▸ **Text under study**
# # # #
10:00 AM, discombobulated and on a highway somewhere:
I just woke up from a half-hour nap to the sound of obscenities flowing from my father's mouth. He thought for a moment that we were going the wrong way, but we weren't. Thank God for Boy Scouts. I think he just wanted me to wake up and navigate and switch CDs to number three in his six disc hand-made collection.

10:30 AM, rest-stop somewhere in New York:
We needed a bathroom break. I hopped out of the car and started stretching. Mid-stretch, dad yelled at me to hurry up and stretch while walking, we're losing time. HEIL MICHAEL!

11:05 AM, on the highway perhaps still in New York:
We just passed some gigantic food production factory. After a couple of guesses, dad and I decided the smell permeating the car doors was mashed potatoes. Can you imagine living in a town that smelled like mashed potatoes all the time? Wow.

11:34 AM, some gas station with a Subway:
We ran out of food. Only one meatloaf sandwich made and packed by grandma remains. We stopped at Subway to refill. (It's just not the same without Omar.) Adolf yelled at me for wasting two minutes throwing out a can then ordered me to put his straw into his drink. The heavy rain is indicative of the passenger's destitute mood.

2:24 PM, on the highway in Philadelphia... I think:
About two-and-a-half hours ago, dad slowed down the car in the middle of the highway, stopped on the side, said, "I hope you put on anti-perspirant" while chuckling then making me Chinese Fire Drill to the driver's seat. I held back tears while adjusting the seat forward significantly and lowering the rear view mirror. Luckily, the road was empty. I lightly placed my foot on the pedal and gripped the steering wheel until my knuckles whitened. Dad kept screaming "pick it up, come on" until I hit 65. Two hours later, my hands feel like I have arthritis, my ass is numb and I am ten pounds lighter after sweating uncontrollably trying to control the car amid near tornado winds, torrential downpours and large, dead animals. (And lunatics who shouldn't have licenses.)
# # # #
▸ **Excerpted records**
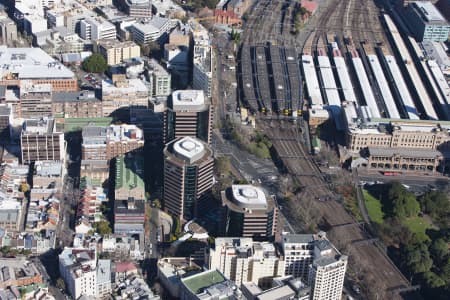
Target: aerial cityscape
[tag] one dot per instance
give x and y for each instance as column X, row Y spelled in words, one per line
column 225, row 149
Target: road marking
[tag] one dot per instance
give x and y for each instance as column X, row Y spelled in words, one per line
column 348, row 10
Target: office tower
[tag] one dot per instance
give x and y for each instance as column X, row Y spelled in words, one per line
column 39, row 140
column 249, row 212
column 243, row 260
column 188, row 177
column 129, row 195
column 188, row 113
column 327, row 272
column 35, row 100
column 107, row 142
column 313, row 258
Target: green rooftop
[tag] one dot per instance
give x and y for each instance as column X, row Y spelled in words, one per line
column 198, row 282
column 129, row 172
column 76, row 124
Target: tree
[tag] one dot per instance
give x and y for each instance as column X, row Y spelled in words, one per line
column 436, row 204
column 95, row 63
column 404, row 203
column 433, row 280
column 102, row 227
column 418, row 258
column 439, row 250
column 157, row 203
column 60, row 284
column 24, row 187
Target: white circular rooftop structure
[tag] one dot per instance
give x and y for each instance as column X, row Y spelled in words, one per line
column 188, row 148
column 249, row 196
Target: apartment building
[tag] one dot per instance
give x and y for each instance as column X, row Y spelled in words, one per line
column 12, row 175
column 249, row 212
column 188, row 177
column 155, row 30
column 208, row 285
column 243, row 260
column 81, row 104
column 33, row 64
column 35, row 100
column 327, row 272
column 159, row 78
column 123, row 93
column 312, row 257
column 426, row 22
column 105, row 143
column 6, row 116
column 83, row 274
column 18, row 272
column 97, row 29
column 136, row 8
column 40, row 140
column 188, row 113
column 116, row 52
column 129, row 195
column 203, row 59
column 8, row 30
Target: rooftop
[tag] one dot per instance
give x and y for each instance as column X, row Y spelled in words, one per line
column 31, row 63
column 80, row 96
column 429, row 12
column 153, row 26
column 189, row 100
column 131, row 87
column 129, row 173
column 41, row 126
column 405, row 152
column 197, row 283
column 190, row 149
column 249, row 196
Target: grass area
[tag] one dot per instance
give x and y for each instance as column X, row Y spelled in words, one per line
column 418, row 225
column 373, row 206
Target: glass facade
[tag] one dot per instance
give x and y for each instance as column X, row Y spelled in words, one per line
column 190, row 183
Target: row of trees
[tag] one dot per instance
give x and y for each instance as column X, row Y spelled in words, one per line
column 425, row 260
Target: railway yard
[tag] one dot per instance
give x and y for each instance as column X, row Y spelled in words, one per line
column 351, row 57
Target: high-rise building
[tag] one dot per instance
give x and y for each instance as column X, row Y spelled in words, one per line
column 203, row 59
column 188, row 177
column 136, row 8
column 129, row 195
column 77, row 268
column 249, row 212
column 243, row 260
column 121, row 93
column 39, row 140
column 188, row 113
column 159, row 78
column 208, row 285
column 327, row 272
column 83, row 274
column 155, row 30
column 35, row 100
column 116, row 52
column 108, row 142
column 97, row 29
column 313, row 258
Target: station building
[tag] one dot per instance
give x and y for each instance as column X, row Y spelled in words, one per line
column 426, row 22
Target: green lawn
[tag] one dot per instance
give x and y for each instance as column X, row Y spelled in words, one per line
column 373, row 206
column 418, row 225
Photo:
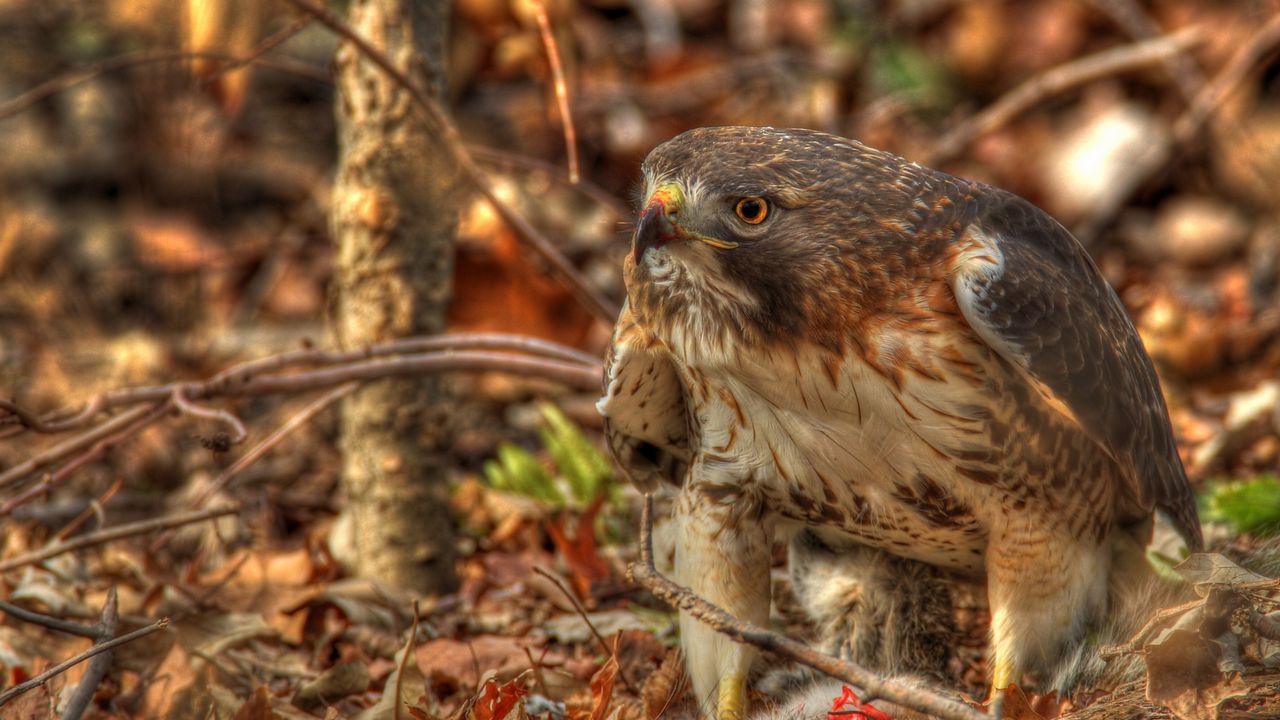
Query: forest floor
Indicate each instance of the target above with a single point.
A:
(160, 223)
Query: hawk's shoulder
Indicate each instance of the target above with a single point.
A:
(1036, 296)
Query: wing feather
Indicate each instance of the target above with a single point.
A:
# # # #
▸ **Required action 1**
Copy the road-trip diary word for word, starting with "10:30 AM, rest-stop" and going on through "time. HEIL MICHAEL!".
▸ **Required action 2**
In the road-trip diary, what smell did the writer and dad decide was coming through the car doors near the food factory?
▸ **Required action 3**
Continue the road-trip diary from the point where it stops.

▸ **Task response 1**
10:30 AM, rest-stop somewhere in New York:
We needed a bathroom break. I hopped out of the car and started stretching. Mid-stretch, dad yelled at me to hurry up and stretch while walking, we're losing time. HEIL MICHAEL!

▸ **Task response 2**
Mashed potatoes.

▸ **Task response 3**
3:47 PM, on the road:
Roadkill is disgustingly fascinating. We've seen enough dead animals to stuff and re-create a full road-side habitat.

6:53 PM, Michigan. Close to home:
We haven't stopped for (over?) three hours and I finished a raspberry Snapple (that told me only male turkeys gobble) hours ago. I'm starving and ready to pee my pants. We just passed 8 Mile. I think I saw Eminem and Britney Murphy making out! Six and a half miles to go. Food better be on the table.

7:31 PM, at home in the driveway:
Having relieved myself and smelled dinner, I feel much better. My mom hugged me for 5 minutes while digging her chin into my cheek. Joe almost made me pee myself when he lifted me up and shook me like a half-broken piƱata full of undiscovered goodies. We are now unpacking and Joe declared that he's done after this load because, "I will not touch your boobie holders!"

Aaaah. Home.

The trip home*

*Actually written May 18th at 9:00 PM.


I'm laying on a couch in my grandma's house, covered by an Afghan she made years ago. She is watching the Yankees (though she's a die hard Red Sox fan) and my dad is snoring away in his childhood bedroom. After having successfully avoided a thick slab of meatloaf in the shape of a bundt cake, I have not been successful in acquiring internet. I'm trying to steal wireless from the neighbors but it's not working. Ugh.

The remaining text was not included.